* **PASSAGE TO READ**:
SA slips to third; Inflation rises; Hands off our savings; Medical scheme suspensions; Richemont, Sasol

By Linda van Tilburg

  • Consumer inflation has risen by 4.3% in August from the 4% recorded in July, which is the fastest pace of acceleration in a year. The biggest contributors to the increase were food and utilities with mealie meal rising sharply with super maize costing 18% more than in August last year and special maize prices jumping by 27.5%. The overall cost of electricity rose by 11.8% after most municipalities set their new annual rates and tariffs in July.
  • The R2.4trn savings industry has a request for the ruling party: stop threatening to dictate where funds must invest and get going on projects that pensions can help finance. The CEO of the Association for Savings and Investment South Africa, Leon Campher said the government could prescribe but nothing will happen unless it had proper projects. President Cyril Ramaphosa last month echoed the ANC manifesto saying a discussion was required to investigate the use of prescribed assets as a tool for fostering economic growth. A lack of detail on how retirement funds could be forced into investing in state-owned companies or government projects has stoked concerns it could leave pensioners poorer if these don’t make inflation-beating returns.

* **DATASET EXTRACT**:
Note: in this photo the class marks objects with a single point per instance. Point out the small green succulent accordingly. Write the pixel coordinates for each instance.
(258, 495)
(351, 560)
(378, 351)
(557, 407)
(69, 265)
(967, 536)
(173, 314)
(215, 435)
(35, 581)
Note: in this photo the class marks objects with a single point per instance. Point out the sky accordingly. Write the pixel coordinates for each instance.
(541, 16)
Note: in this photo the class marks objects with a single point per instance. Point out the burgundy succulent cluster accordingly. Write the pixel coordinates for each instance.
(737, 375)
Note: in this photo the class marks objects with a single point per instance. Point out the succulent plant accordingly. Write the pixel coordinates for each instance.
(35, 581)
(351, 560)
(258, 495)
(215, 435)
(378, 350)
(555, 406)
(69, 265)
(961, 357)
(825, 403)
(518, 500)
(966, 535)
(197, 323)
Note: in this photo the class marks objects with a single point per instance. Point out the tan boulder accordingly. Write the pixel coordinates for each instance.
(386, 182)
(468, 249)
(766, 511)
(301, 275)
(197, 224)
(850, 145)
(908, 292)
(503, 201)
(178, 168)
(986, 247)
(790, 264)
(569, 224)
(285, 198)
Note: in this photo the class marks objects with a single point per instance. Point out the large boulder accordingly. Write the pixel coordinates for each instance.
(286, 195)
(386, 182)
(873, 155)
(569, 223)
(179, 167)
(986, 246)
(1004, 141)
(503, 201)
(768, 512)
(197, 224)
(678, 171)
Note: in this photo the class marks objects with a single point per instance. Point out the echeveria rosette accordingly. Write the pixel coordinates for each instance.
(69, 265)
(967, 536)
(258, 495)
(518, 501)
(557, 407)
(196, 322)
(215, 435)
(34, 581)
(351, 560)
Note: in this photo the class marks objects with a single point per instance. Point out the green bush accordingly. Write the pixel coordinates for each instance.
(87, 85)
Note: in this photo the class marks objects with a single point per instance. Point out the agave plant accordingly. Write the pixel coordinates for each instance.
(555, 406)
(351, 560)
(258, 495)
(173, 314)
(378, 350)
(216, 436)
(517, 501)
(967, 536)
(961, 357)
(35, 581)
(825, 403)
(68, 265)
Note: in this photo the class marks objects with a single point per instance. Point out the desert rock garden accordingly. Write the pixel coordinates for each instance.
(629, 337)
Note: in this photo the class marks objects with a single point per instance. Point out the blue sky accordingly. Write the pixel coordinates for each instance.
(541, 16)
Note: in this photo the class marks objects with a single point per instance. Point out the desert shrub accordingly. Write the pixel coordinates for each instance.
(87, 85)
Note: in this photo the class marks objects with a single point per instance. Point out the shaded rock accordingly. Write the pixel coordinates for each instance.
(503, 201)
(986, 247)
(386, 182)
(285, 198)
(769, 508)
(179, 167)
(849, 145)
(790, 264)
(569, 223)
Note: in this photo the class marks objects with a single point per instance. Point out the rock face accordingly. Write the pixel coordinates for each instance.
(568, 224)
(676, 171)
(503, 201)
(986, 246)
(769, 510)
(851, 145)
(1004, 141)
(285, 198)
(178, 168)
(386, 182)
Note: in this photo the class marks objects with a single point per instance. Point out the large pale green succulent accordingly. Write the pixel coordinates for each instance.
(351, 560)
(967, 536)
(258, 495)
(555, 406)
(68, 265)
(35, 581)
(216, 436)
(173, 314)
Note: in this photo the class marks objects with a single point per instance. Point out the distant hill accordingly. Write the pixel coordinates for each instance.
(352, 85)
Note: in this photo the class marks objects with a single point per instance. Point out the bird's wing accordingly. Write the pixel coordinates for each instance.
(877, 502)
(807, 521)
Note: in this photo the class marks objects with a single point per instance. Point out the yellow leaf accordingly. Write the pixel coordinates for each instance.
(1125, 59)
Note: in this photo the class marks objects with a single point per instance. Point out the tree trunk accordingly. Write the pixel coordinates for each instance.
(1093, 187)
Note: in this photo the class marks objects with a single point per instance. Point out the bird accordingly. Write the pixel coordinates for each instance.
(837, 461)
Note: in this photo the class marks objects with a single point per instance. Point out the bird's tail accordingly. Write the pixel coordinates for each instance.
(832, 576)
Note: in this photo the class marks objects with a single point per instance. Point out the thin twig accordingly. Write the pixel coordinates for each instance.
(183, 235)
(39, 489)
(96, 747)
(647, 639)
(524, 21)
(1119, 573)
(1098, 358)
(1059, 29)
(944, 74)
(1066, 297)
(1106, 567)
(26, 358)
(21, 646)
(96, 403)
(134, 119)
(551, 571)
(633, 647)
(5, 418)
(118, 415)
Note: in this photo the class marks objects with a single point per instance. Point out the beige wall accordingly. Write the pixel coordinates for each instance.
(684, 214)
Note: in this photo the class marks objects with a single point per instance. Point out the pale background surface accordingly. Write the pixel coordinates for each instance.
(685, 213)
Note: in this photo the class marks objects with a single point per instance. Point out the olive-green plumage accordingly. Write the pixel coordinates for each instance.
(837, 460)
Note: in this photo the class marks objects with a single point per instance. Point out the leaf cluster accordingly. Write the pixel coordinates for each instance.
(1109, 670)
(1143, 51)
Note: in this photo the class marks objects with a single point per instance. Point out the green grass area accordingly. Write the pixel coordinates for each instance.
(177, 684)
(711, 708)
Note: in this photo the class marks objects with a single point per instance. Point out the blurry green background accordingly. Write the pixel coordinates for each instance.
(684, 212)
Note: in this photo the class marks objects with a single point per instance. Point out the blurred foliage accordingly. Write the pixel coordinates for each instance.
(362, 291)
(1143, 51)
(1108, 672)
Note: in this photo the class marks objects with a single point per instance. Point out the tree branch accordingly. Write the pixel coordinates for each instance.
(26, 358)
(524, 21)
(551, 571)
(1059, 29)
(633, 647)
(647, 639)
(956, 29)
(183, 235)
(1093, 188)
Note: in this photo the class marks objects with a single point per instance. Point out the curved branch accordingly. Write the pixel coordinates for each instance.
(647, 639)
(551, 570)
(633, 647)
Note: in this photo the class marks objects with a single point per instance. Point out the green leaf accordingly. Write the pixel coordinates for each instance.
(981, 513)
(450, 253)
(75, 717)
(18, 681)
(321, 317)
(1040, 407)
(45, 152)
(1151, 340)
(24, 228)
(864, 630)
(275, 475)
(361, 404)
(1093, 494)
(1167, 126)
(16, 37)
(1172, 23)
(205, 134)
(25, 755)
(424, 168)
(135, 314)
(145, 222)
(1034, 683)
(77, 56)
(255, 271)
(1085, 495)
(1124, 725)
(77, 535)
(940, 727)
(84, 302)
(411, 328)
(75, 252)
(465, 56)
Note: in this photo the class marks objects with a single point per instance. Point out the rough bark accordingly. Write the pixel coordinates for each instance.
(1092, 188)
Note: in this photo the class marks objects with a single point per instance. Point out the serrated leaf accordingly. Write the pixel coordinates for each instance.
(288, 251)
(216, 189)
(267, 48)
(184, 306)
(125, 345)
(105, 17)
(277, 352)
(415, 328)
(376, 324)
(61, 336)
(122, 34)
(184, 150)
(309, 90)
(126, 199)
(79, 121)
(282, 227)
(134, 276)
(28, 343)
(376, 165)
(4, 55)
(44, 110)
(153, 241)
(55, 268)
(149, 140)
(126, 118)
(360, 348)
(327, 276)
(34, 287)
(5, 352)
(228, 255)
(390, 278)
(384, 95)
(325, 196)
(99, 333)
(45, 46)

--

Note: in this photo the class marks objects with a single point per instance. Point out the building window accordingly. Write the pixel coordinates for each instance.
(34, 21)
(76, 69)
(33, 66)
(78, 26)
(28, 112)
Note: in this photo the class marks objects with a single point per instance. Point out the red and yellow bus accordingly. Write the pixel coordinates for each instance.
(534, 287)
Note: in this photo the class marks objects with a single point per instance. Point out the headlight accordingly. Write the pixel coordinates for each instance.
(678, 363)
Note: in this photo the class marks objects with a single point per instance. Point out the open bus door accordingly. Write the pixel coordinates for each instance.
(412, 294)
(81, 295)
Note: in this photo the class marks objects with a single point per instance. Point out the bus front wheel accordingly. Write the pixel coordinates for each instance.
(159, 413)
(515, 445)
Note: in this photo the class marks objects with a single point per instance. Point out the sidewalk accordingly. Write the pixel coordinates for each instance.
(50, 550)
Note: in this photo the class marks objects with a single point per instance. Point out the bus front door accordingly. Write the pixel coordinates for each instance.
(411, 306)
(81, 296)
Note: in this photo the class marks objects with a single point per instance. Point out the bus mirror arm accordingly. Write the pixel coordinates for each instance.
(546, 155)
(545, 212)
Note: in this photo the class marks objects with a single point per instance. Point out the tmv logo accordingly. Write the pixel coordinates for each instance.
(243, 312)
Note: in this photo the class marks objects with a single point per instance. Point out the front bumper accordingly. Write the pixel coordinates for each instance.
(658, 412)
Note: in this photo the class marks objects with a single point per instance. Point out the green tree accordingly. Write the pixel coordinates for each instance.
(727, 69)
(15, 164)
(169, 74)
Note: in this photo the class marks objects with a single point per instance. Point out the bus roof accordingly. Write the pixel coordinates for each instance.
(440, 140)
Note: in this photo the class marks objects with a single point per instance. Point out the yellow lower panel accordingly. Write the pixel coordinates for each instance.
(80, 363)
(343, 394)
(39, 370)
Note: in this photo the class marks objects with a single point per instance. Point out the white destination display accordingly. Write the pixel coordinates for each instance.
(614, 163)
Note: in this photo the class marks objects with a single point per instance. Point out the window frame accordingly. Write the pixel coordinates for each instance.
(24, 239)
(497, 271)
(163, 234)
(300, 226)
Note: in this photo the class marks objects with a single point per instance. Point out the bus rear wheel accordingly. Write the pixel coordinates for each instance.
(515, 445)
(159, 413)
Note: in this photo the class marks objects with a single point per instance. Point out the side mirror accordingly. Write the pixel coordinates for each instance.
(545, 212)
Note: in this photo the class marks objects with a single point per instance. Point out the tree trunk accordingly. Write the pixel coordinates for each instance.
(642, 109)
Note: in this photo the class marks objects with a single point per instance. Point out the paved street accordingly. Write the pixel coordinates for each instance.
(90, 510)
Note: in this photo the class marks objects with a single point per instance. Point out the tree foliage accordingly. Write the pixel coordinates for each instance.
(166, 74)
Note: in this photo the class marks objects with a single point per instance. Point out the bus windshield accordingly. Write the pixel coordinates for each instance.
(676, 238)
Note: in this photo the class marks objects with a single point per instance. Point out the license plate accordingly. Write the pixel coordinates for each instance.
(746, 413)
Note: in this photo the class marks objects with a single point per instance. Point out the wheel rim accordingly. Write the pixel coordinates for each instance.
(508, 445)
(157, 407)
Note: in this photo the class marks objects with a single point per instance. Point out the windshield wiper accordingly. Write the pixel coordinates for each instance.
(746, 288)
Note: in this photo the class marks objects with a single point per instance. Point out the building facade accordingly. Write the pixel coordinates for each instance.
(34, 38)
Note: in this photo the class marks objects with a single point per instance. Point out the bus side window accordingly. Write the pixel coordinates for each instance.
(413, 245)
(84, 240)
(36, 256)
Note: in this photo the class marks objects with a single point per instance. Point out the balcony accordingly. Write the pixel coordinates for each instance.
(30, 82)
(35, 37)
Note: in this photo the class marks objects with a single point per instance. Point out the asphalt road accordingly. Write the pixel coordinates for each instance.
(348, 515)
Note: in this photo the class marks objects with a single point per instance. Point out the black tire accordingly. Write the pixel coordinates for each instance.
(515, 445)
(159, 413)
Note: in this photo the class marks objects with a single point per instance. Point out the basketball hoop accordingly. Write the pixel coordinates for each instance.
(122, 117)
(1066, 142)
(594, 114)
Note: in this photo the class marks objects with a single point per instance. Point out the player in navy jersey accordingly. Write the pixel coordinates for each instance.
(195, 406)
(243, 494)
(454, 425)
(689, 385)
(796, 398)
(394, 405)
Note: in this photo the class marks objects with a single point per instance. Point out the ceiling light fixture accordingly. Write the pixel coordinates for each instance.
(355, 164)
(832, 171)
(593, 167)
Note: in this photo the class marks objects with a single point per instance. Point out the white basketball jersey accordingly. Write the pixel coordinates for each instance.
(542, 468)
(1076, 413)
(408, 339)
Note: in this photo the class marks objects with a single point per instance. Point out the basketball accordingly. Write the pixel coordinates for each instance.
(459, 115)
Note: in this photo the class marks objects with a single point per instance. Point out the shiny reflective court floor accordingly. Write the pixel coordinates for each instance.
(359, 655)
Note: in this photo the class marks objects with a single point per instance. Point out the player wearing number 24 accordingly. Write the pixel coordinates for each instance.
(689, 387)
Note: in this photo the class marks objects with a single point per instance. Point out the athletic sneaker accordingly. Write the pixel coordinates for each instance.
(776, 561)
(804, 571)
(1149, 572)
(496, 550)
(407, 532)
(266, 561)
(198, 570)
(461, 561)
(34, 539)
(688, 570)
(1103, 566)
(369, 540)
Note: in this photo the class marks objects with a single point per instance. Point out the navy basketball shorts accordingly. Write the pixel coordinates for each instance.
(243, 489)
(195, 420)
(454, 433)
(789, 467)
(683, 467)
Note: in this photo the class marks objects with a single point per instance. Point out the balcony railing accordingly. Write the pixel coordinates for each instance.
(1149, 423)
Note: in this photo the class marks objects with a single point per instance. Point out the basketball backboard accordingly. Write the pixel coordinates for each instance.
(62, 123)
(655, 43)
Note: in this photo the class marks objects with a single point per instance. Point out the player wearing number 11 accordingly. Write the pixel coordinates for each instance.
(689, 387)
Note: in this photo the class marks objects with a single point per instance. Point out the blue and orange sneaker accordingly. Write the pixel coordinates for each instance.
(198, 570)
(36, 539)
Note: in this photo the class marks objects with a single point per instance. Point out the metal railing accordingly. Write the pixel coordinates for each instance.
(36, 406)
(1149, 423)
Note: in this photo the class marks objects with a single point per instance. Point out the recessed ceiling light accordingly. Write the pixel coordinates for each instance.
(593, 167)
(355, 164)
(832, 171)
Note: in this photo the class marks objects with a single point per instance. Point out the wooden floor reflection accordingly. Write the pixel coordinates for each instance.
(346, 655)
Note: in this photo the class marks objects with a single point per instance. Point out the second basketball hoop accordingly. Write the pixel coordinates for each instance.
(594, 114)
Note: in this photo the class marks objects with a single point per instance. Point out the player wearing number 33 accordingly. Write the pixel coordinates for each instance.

--

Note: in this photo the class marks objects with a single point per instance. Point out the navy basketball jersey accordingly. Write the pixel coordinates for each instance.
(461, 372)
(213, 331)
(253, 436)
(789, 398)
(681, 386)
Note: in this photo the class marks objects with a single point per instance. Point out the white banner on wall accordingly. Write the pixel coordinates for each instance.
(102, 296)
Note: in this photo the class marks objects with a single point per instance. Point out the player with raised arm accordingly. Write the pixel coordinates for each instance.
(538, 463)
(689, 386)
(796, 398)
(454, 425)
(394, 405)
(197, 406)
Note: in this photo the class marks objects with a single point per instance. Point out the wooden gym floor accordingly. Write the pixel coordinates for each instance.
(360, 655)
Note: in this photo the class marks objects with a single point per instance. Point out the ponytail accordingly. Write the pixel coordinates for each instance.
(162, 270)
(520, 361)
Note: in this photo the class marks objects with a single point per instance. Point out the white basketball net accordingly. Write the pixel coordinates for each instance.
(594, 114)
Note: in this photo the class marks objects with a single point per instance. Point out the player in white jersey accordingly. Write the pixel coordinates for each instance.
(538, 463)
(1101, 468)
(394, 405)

* **EXERCISE REQUIREMENTS**:
Please carry on the South African business news digest after its paragraph about the savings industry and prescribed assets.

* **RESULT OF THIS EXERCISE**:
  • Global markets were wavering yesterday in anticipation of a US interest rate decision. On the JSE, the All Share Index was down 1.1% and Industrials dropped by almost 2.5%. The Rand ended the day on R14.62 to the greenback. Luxury goods company Richemont slid by almost 6% on the JSE as UBS changed ratings in the European luxury sector saying that it may be nearing the end of the recovery cycle. UBS predicted the most risk for Richemont, which it downgraded to sell from neutral.
  • Sasol is planning to sell its South African coal-mining business. Bloomberg reports that Sasol will begin a formal sales process in the coming weeks but the company did not comment on which assets have been earmarked for divestment. It comes as Sasol grapples with cost overruns and delays at its US chemicals project. Selling its coal mines may also help Sasol to reduce it environmental liabilities as more investors are focusing on how business affects climate change.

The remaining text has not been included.